-------- Extracted material --------
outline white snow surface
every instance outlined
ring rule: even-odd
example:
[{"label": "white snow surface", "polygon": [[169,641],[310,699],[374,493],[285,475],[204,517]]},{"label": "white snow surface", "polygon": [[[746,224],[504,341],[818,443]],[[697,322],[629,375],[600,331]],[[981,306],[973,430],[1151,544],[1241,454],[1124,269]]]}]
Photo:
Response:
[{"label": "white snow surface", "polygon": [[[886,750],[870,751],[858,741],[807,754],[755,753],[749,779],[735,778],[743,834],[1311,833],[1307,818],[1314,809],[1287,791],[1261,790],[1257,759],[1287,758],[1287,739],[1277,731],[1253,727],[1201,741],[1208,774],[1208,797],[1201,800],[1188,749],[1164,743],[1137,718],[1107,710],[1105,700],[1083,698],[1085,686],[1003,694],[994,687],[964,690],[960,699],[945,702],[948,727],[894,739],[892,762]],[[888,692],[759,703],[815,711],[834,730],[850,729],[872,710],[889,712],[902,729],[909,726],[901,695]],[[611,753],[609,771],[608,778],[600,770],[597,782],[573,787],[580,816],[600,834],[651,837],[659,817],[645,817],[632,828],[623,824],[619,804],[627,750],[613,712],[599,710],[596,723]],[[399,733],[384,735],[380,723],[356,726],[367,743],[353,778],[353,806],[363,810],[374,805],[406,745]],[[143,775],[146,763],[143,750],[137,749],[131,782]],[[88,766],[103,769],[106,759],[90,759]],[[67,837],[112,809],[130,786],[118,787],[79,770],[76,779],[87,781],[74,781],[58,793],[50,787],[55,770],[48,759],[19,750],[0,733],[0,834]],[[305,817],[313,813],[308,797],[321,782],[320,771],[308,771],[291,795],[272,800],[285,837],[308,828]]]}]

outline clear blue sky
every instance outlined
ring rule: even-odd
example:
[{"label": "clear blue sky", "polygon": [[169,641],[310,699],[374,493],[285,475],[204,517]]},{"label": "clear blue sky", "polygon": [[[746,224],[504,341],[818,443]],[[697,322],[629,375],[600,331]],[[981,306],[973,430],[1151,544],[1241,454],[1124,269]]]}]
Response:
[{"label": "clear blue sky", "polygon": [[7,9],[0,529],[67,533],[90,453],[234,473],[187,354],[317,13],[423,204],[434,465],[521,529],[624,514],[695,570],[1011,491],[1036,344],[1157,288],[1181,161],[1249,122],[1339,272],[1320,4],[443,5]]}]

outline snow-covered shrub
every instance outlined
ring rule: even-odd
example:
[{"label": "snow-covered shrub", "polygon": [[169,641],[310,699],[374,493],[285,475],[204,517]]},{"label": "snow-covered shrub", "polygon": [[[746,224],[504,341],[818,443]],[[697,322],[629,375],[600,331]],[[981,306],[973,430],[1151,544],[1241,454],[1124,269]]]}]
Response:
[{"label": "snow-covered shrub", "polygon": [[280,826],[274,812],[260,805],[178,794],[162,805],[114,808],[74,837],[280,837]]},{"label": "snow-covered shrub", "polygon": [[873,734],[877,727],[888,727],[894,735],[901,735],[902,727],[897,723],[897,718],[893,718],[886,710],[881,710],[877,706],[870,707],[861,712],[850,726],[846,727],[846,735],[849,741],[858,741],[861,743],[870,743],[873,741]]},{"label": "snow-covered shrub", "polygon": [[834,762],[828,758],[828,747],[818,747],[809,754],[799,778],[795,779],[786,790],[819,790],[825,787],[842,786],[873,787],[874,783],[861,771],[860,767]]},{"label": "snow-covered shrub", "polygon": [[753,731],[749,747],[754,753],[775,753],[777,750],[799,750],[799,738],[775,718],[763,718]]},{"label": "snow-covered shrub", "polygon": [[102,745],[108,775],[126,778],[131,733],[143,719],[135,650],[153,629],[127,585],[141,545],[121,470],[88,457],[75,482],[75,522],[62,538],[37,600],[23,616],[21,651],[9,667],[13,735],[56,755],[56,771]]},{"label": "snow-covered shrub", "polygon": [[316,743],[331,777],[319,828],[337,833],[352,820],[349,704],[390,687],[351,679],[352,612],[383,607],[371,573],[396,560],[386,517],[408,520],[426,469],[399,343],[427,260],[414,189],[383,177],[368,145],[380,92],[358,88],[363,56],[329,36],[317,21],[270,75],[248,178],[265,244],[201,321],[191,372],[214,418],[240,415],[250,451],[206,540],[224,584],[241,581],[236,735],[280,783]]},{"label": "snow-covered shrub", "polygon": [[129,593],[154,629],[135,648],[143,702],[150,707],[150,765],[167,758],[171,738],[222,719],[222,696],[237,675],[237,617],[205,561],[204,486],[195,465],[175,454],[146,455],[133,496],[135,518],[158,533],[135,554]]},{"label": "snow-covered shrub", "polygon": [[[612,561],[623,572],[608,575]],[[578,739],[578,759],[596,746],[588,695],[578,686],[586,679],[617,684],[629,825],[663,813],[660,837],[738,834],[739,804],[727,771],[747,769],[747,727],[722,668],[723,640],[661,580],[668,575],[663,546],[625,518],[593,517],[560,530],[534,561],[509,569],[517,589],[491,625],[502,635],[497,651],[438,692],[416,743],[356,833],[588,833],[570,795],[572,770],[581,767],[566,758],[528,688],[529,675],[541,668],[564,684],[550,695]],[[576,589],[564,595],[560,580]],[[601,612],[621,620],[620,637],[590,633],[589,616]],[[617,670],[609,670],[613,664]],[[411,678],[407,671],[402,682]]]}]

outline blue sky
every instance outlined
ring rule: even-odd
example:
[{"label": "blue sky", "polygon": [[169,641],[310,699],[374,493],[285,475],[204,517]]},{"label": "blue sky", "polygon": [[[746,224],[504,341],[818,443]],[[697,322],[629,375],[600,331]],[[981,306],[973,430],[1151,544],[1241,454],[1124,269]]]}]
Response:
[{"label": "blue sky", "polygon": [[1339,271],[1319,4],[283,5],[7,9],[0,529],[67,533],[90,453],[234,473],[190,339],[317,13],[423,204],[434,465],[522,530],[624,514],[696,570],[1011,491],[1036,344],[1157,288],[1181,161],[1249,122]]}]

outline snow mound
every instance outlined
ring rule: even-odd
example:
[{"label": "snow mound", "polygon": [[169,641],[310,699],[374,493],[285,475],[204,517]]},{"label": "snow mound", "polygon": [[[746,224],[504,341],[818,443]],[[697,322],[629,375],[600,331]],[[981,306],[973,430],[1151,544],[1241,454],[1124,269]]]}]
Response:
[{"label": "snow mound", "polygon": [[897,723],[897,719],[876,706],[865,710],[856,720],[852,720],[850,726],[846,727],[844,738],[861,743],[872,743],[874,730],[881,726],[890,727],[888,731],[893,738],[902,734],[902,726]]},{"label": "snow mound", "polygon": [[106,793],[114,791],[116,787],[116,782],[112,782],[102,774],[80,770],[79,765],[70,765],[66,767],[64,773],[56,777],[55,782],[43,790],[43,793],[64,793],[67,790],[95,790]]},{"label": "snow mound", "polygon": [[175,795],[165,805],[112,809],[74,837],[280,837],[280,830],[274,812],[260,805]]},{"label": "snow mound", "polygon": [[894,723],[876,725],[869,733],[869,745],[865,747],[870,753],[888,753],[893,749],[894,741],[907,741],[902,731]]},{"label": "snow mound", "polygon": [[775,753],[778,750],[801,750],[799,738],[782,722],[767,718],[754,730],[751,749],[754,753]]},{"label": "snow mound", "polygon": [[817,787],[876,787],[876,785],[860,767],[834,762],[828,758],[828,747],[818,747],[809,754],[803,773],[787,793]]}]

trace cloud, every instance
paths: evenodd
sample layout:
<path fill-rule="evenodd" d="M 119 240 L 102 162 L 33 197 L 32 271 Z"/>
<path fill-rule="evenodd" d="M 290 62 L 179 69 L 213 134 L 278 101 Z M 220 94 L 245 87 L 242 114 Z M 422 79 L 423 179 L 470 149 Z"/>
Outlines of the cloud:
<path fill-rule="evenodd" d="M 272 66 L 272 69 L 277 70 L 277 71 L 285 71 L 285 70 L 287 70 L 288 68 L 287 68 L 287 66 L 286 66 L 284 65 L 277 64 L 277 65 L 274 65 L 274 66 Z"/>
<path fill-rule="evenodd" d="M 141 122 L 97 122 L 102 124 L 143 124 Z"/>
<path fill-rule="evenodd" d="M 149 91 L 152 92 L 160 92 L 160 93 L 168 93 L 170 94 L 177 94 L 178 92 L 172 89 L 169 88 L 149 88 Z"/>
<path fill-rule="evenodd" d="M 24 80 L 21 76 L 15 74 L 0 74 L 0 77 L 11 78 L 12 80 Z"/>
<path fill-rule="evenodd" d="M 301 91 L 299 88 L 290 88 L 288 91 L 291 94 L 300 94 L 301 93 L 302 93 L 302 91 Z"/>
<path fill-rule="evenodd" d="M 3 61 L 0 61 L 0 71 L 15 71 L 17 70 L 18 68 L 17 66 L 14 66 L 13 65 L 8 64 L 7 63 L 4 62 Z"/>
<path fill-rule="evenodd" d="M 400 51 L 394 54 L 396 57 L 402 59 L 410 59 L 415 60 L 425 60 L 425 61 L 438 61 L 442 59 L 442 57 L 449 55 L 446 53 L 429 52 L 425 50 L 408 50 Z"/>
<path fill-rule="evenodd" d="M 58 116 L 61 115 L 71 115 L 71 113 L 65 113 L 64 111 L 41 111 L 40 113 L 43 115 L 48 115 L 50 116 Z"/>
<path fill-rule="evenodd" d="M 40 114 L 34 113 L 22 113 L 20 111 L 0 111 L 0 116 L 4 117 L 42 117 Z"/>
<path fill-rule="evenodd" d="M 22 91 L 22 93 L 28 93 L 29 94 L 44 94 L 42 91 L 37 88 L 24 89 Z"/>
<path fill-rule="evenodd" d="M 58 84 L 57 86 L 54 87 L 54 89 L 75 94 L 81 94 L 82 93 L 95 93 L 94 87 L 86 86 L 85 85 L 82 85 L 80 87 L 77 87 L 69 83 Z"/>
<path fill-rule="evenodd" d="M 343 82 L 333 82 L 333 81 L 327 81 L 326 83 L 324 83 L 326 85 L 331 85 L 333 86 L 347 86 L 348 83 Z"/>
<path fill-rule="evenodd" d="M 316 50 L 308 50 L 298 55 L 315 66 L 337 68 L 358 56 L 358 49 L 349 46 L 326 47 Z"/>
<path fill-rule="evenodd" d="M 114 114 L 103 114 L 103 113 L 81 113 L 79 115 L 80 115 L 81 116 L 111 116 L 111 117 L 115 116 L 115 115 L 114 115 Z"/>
--------
__Task to carry out__
Shift the part that opens with the line containing "trace cloud, every instance" and closes with the line containing "22 91 L 22 93" by writing out every line in it again, the request and sample lines included. Add 123 to each coordinate in the outline paths, and leave the request lines and sample paths unchanged.

__Expected output__
trace cloud, every instance
paths: evenodd
sample layout:
<path fill-rule="evenodd" d="M 119 240 L 102 162 L 33 197 L 32 271 Z"/>
<path fill-rule="evenodd" d="M 290 62 L 179 69 L 213 134 L 278 101 Z M 220 94 L 245 87 L 242 114 Z M 422 79 L 423 179 L 470 149 Z"/>
Outlines of the cloud:
<path fill-rule="evenodd" d="M 395 189 L 395 192 L 400 193 L 400 194 L 408 194 L 408 193 L 410 193 L 411 191 L 410 191 L 410 189 L 409 189 L 407 188 L 400 187 L 400 188 L 397 188 L 397 189 Z"/>
<path fill-rule="evenodd" d="M 264 245 L 220 245 L 225 247 L 266 247 Z"/>
<path fill-rule="evenodd" d="M 272 214 L 275 215 L 283 215 L 283 216 L 291 216 L 293 217 L 300 217 L 301 215 L 295 212 L 292 211 L 272 211 Z"/>
<path fill-rule="evenodd" d="M 147 203 L 144 199 L 138 197 L 123 197 L 123 200 L 134 201 L 135 203 Z"/>
<path fill-rule="evenodd" d="M 424 214 L 422 211 L 413 211 L 411 214 L 414 217 L 423 217 L 424 216 L 425 216 L 425 214 Z"/>
<path fill-rule="evenodd" d="M 126 184 L 123 184 L 123 194 L 138 194 L 140 193 L 141 191 L 140 189 L 137 189 L 136 188 L 131 187 L 130 186 L 127 185 Z"/>
<path fill-rule="evenodd" d="M 523 174 L 517 177 L 519 180 L 525 182 L 533 182 L 538 183 L 548 183 L 548 184 L 561 184 L 565 182 L 565 180 L 572 178 L 569 176 L 552 175 L 548 173 L 531 173 Z"/>
<path fill-rule="evenodd" d="M 181 239 L 184 238 L 194 238 L 194 236 L 188 236 L 187 234 L 164 234 L 163 236 L 166 238 L 171 238 L 173 239 Z"/>
<path fill-rule="evenodd" d="M 163 237 L 157 236 L 145 236 L 143 234 L 123 234 L 123 239 L 127 240 L 165 240 Z"/>
<path fill-rule="evenodd" d="M 145 214 L 145 216 L 151 216 L 152 217 L 167 217 L 165 214 L 160 211 L 147 212 Z"/>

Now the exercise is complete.